§ YOUR TASK
Recast the listing below, from the line containing "Expected: for every instance of the rocky riverbed" up to and including the line containing "x=297 y=347", as a Markdown table with the columns Row and Line, numbering each row and skipping blank lines. Leave the pictures out of the table.

§ Dataset rows
>>
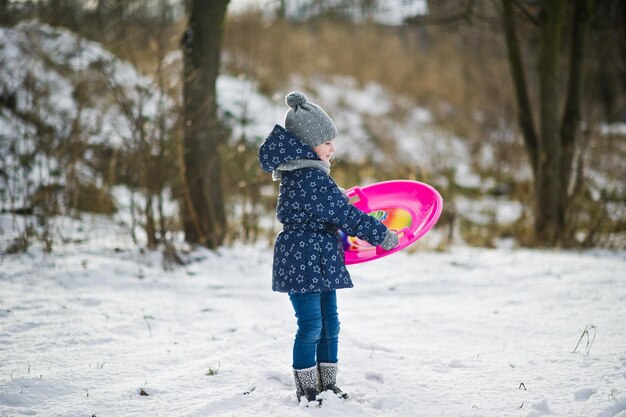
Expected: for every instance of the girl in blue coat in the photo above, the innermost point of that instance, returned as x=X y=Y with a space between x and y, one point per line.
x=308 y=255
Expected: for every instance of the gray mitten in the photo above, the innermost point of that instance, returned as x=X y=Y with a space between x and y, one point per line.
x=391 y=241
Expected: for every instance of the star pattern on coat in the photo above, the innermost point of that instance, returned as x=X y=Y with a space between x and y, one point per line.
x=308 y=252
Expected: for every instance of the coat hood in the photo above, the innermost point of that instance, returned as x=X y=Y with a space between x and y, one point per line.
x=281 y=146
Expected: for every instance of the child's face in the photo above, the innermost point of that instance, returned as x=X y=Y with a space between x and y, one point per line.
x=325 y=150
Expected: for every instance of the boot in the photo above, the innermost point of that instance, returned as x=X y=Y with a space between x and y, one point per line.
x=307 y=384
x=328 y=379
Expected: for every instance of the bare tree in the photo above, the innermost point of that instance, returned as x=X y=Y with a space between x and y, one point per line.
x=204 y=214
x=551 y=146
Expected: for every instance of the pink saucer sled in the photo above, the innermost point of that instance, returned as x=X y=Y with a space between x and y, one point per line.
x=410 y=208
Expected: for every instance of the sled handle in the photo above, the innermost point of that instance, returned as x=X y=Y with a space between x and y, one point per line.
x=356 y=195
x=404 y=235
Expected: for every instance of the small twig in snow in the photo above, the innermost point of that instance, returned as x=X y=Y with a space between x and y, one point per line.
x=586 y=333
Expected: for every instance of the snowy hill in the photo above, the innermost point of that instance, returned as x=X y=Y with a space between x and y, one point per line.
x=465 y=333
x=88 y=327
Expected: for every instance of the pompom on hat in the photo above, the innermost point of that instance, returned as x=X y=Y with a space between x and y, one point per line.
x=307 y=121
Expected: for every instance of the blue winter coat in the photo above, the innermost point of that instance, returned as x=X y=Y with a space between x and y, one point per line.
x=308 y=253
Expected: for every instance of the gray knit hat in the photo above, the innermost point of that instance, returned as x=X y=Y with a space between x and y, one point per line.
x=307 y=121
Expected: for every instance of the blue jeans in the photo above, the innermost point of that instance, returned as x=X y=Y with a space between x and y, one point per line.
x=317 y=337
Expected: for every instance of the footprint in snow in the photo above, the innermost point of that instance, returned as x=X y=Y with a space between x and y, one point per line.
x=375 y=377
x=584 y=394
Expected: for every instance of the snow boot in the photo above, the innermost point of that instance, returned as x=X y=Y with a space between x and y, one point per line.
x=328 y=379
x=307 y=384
<<
>>
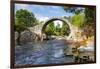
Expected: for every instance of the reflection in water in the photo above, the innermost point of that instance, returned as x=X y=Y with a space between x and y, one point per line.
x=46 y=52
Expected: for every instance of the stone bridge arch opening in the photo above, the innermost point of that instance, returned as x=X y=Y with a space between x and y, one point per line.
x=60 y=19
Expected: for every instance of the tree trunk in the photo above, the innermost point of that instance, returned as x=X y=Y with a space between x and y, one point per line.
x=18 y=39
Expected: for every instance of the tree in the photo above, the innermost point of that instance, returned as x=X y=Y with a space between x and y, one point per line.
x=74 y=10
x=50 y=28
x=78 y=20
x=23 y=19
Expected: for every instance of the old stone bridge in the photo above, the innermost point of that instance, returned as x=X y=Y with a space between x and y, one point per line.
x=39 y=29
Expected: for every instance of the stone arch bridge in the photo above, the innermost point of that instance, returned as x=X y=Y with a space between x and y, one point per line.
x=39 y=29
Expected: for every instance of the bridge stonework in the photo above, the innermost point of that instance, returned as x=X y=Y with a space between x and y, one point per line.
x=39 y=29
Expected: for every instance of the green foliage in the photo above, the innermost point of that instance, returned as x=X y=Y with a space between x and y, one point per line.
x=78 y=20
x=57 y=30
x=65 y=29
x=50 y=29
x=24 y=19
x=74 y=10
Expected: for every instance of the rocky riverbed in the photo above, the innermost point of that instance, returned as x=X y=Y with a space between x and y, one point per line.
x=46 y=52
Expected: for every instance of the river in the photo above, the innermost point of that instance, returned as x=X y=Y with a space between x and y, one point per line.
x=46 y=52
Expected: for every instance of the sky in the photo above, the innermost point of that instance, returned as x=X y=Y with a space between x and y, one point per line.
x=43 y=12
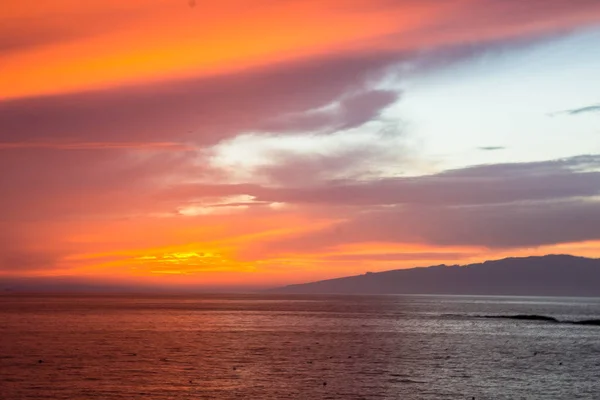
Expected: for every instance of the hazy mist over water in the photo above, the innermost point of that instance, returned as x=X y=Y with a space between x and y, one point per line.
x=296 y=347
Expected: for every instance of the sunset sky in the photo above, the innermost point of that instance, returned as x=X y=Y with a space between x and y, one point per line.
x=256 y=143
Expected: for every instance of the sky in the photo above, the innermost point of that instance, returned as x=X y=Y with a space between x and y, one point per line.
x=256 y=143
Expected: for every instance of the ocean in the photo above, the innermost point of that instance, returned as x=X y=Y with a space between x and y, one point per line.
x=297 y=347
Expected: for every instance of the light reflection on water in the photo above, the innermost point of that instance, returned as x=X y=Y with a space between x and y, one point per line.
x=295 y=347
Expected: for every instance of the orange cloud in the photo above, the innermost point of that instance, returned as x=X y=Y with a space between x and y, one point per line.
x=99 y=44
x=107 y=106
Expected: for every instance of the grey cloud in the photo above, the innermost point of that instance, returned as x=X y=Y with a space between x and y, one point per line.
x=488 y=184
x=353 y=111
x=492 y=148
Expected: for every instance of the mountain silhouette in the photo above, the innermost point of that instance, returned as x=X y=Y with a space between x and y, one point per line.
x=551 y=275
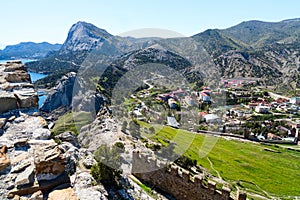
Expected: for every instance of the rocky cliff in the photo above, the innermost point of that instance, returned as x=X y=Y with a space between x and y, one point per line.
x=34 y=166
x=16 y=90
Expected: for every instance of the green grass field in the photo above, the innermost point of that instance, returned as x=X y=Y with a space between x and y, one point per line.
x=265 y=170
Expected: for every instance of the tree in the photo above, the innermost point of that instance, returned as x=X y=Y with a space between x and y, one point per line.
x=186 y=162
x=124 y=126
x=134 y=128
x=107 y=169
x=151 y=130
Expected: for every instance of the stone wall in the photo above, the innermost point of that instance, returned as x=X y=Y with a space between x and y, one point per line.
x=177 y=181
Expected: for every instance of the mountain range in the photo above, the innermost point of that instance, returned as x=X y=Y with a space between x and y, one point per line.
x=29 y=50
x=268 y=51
<<
§ SOLUTION TO THE PROBLEM
| Row | Line |
|---|---|
| 1 | Expected: for every instance of the rocky riverbed in the photo above, the innermost point of that instance, returned as x=X y=Y with a space between x and y, one point per line. |
| 2 | x=46 y=52 |
| 3 | Expected: for every instance of the river in the photo above, the innermost point of that instance, returned as x=X y=Y with a space between x and y, one point per line. |
| 4 | x=46 y=52 |
| 5 | Expected: for every instance of the sky in the photo above, the innermost point of that instance, returned as x=X y=Y with a space between x and y, one point per line. |
| 6 | x=43 y=12 |
| 7 | Expected: for every instance of the hazy mist over water in the photo above, the innermost point of that instance, returned as x=X y=Y with a space between x and y, one point per line. |
| 8 | x=296 y=347 |
| 9 | Expected: for every instance of the sunset sky in the photo above, the innermost point of that instance, returned as x=X y=Y with a space between x and y, one point per line. |
| 10 | x=256 y=143 |
| 11 | Expected: for every instance of the sky in the photo above, the innermost point of that instance, returned as x=X y=Y with a space between x and y, one point per line. |
| 12 | x=256 y=143 |
| 13 | Expected: for every instance of the ocean in the photo above, the innermost point of that instance, returned as x=X y=Y with a space between x and y, one point per line. |
| 14 | x=297 y=347 |